Directions for this task: Beginning with the first entry, print all the records exactly.

Provided records:
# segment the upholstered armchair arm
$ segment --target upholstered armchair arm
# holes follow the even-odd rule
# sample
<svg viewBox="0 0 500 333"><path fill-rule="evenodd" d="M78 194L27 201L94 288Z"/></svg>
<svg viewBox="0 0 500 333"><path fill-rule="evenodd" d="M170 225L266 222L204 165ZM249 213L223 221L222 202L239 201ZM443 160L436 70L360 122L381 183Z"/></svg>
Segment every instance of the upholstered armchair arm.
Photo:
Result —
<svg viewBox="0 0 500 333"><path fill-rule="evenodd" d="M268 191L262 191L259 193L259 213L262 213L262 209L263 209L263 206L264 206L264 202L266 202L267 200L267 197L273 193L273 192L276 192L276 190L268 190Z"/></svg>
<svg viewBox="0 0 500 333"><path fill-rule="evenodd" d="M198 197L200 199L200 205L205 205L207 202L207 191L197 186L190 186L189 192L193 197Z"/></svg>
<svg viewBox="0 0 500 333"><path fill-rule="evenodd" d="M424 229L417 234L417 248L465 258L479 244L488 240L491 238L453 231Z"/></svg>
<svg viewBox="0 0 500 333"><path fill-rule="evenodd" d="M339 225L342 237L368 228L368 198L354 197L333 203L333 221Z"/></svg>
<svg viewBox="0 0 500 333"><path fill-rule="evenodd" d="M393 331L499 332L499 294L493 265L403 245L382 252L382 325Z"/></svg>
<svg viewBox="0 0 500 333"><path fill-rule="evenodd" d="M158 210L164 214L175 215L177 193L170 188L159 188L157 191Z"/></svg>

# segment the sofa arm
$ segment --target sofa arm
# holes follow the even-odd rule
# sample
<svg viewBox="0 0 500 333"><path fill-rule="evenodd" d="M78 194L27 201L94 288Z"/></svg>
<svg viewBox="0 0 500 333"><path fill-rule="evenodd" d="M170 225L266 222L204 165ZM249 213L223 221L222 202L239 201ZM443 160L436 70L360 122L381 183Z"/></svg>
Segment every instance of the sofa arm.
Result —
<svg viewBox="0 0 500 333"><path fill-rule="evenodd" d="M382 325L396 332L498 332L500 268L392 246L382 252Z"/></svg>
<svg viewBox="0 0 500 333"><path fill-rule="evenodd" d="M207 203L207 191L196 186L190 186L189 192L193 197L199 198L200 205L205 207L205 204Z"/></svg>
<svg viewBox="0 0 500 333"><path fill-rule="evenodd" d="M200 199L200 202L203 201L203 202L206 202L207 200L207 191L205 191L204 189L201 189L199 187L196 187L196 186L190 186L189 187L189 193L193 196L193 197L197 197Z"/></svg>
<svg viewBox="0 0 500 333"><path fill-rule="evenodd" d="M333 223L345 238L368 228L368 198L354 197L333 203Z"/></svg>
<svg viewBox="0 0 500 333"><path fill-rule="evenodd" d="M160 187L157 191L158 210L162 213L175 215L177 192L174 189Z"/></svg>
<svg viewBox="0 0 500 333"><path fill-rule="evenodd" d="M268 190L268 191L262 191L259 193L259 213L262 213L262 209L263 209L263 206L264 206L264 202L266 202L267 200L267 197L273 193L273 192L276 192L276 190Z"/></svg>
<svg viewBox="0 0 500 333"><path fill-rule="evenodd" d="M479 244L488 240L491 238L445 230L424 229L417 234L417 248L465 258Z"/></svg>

Response below:
# segment the upholstered armchair arm
$ segment --target upholstered armchair arm
# holes follow the even-odd rule
# sample
<svg viewBox="0 0 500 333"><path fill-rule="evenodd" d="M78 194L27 201L94 288Z"/></svg>
<svg viewBox="0 0 500 333"><path fill-rule="evenodd" d="M170 225L266 222L204 165ZM249 213L223 221L222 202L239 201ZM443 160L436 70L360 122L381 183Z"/></svg>
Segment every instance of the upholstered armchair arm.
Photo:
Result —
<svg viewBox="0 0 500 333"><path fill-rule="evenodd" d="M268 191L262 191L259 193L259 213L262 213L262 209L263 209L263 206L264 206L264 202L266 202L267 200L267 197L273 193L273 192L276 192L276 190L268 190Z"/></svg>
<svg viewBox="0 0 500 333"><path fill-rule="evenodd" d="M198 197L200 199L200 205L205 205L207 202L207 191L197 186L190 186L189 192L193 197Z"/></svg>
<svg viewBox="0 0 500 333"><path fill-rule="evenodd" d="M424 229L417 234L417 248L465 258L479 244L488 240L491 238L453 231Z"/></svg>
<svg viewBox="0 0 500 333"><path fill-rule="evenodd" d="M339 225L342 237L368 228L368 198L354 197L333 203L333 221Z"/></svg>
<svg viewBox="0 0 500 333"><path fill-rule="evenodd" d="M393 331L499 332L499 294L493 265L403 245L382 252L382 325Z"/></svg>
<svg viewBox="0 0 500 333"><path fill-rule="evenodd" d="M158 210L164 214L175 215L177 193L170 188L159 188L157 191Z"/></svg>

# segment the sofa arm
$ segment --target sofa arm
# holes follow the even-odd rule
# sample
<svg viewBox="0 0 500 333"><path fill-rule="evenodd" d="M78 194L27 201L94 288Z"/></svg>
<svg viewBox="0 0 500 333"><path fill-rule="evenodd" d="M170 225L266 222L204 165ZM249 213L223 221L222 202L239 201ZM443 160L436 70L360 122L381 183Z"/></svg>
Segment every instance of the sofa arm.
Result —
<svg viewBox="0 0 500 333"><path fill-rule="evenodd" d="M382 325L396 332L498 332L500 268L392 246L382 252Z"/></svg>
<svg viewBox="0 0 500 333"><path fill-rule="evenodd" d="M207 203L207 191L196 186L190 186L189 192L193 197L199 198L200 205L205 207L205 204Z"/></svg>
<svg viewBox="0 0 500 333"><path fill-rule="evenodd" d="M200 199L200 202L203 201L203 202L206 202L207 200L207 191L205 191L204 189L201 189L199 187L196 187L196 186L190 186L189 187L189 193L193 196L193 197L197 197Z"/></svg>
<svg viewBox="0 0 500 333"><path fill-rule="evenodd" d="M333 223L345 238L368 228L368 198L354 197L333 203Z"/></svg>
<svg viewBox="0 0 500 333"><path fill-rule="evenodd" d="M160 187L157 191L158 210L162 213L175 215L177 192L174 189Z"/></svg>
<svg viewBox="0 0 500 333"><path fill-rule="evenodd" d="M268 190L268 191L262 191L259 193L259 213L262 213L262 209L263 209L263 206L264 206L264 202L266 202L267 200L267 197L273 193L273 192L276 192L276 190Z"/></svg>
<svg viewBox="0 0 500 333"><path fill-rule="evenodd" d="M479 244L488 240L491 238L445 230L424 229L417 234L417 248L465 258Z"/></svg>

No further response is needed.